Studio album by Helen Merrill
- Released: 1957
- Recorded: July 26, 1956 – February 27, 1957
- Genre: Jazz
- Length: 57:30
- Label: EmArcy
- Producer: Bob Shad

Helen Merrill chronology
| Helen Merrill with Strings (1955) | Dream of You (1957) | Merrill at Midnight (1957) |

= Dream of You (Helen Merrill album) =

1957 studio album by Helen Merrill

Dream of You is a studio album by Helen Merrill, which was arranged and conducted by Gil Evans. This recording immediately preceded Miles Ahead, Evans' 1957 collaboration with Miles Davis. In 1987, Merrill and Evans reunited to record new versions of the same songs for the album Collaboration. The 1992 CD reissue of Dream of You includes additional tracks arranged and conducted by Johnny Richards, not Gil Evans.

==Reception==

The AllMusic review by Stephen Cook stated: "On 1955's Dream of You ... Merrill found reconciliation, sounding both melodramatic and swinging within Gil Evans' darkly spacious, yet economical arrangements. Suitably, torchy ballads are prominent. ... The programmatic quality of Merrill's coyly sensual voice and Evans' slightly askew, bubbling reeds and languid rhythm conjure up dramatic, balmy southern scenes á la Tennessee Williams."

GOAL
Write the next part of the article on Helen Merrill's Dream of You, beginning after its final sentence. The records that come next are separate material and are not part of the article on Helen Merrill's Dream of You.

(Dataset items)
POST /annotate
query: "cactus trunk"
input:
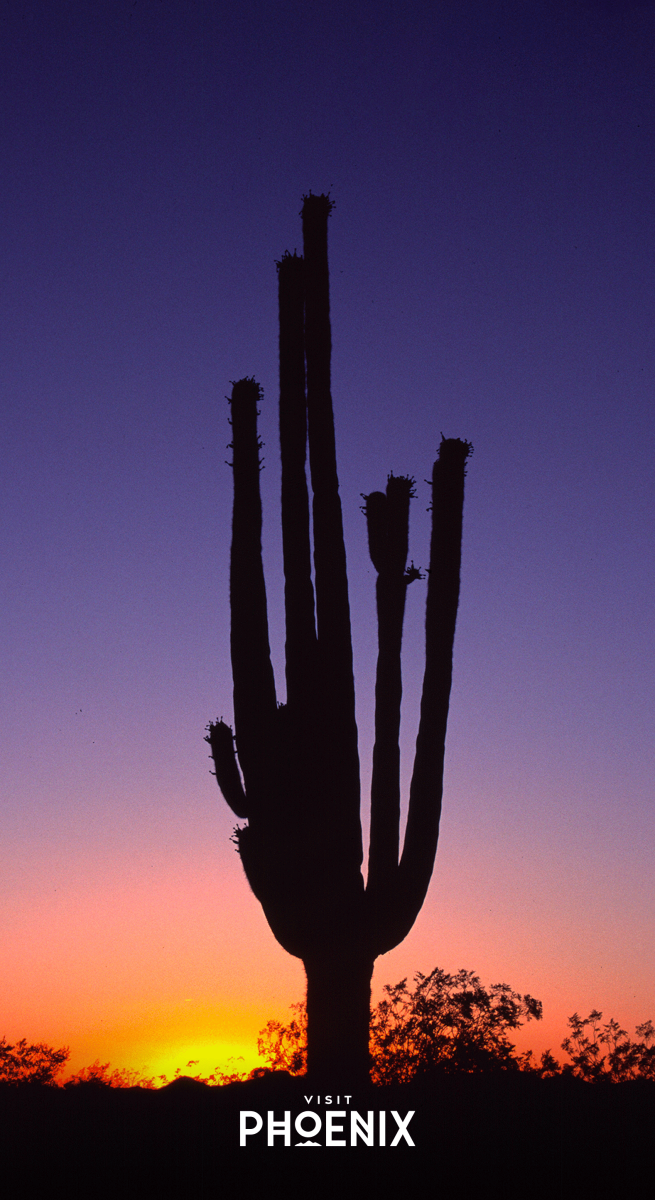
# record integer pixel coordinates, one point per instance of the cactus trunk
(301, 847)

* * *

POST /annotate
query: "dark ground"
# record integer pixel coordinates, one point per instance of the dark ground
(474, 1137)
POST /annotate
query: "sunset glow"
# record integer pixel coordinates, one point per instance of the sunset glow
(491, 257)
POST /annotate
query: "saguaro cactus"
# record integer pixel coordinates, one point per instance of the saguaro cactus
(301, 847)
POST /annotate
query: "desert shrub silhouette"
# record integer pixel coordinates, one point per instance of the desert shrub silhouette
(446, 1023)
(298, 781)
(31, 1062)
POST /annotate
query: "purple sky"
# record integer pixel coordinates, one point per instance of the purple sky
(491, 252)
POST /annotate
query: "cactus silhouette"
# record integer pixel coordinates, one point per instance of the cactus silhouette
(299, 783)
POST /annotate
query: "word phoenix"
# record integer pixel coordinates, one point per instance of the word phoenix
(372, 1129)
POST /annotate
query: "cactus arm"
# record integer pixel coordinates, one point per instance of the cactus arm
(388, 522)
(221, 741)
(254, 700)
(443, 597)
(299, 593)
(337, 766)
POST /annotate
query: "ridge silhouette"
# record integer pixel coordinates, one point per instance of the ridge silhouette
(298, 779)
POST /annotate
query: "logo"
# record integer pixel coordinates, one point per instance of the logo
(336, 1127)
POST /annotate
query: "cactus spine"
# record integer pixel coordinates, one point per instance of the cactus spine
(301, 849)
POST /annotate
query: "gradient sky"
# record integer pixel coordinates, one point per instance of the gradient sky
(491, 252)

* * *

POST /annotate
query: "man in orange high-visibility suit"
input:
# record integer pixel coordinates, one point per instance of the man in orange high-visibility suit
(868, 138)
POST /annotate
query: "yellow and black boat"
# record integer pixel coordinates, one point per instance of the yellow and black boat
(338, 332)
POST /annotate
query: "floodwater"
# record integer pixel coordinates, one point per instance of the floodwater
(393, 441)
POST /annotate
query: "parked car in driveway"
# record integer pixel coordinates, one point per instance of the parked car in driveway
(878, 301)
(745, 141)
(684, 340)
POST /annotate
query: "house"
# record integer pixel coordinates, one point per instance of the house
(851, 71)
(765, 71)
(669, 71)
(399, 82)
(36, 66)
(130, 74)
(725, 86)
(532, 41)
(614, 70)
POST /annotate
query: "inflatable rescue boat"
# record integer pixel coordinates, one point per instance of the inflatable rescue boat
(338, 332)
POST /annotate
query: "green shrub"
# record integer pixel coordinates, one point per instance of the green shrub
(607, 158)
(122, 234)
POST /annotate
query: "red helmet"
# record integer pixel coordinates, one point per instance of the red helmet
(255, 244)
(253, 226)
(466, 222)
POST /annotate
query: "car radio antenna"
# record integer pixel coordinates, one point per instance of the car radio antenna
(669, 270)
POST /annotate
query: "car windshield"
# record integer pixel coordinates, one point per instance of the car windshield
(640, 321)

EXERCISE RESPONSE
Professional ratings
Review scores
| Source | Rating |
| AllMusic |  |
| Tom Hull – on the Web | B+ () |

==Track listing==
1. "People Will Say We're in Love" (Oscar Hammerstein II, Richard Rodgers) - 2:34
2. "By Myself" (Howard Dietz, Arthur Schwartz) - 3:23
3. "Any Place I Hang My Hat Is Home" (Harold Arlen, Johnny Mercer) - 4:10
4. "I've Never Seen" (Don Marcotte) - 3:33
5. "He Was Too Good to Me" (Lorenz Hart, Rodgers) - 3:01
6. "A New Town Is a Blue Town" (Richard Adler, Jerry Ross) - 3:09
7. "You're Lucky to Me" (Eubie Blake, Andy Razaf) - 3:25
8. "Where Flamingos Fly" (John Benson Brooks, Harold Courlander, Elthea Peale) - 2:44
9. "Dream of You" (Jimmie Lunceford, Michael Morales, Sy Oliver) - 2:53
10. "I'm a Fool to Want You" (Frank Sinatra, Joel Herron, Jack Wolf) - 4:06
11. "I'm Just a Lucky So and So" (Mack David, Duke Ellington) - 3:08
12. "Troubled Waters" (Sam Coslow, Arthur Johnston) - 3:14
- 1992 bonus tracks (Arranged by Johnny Richards)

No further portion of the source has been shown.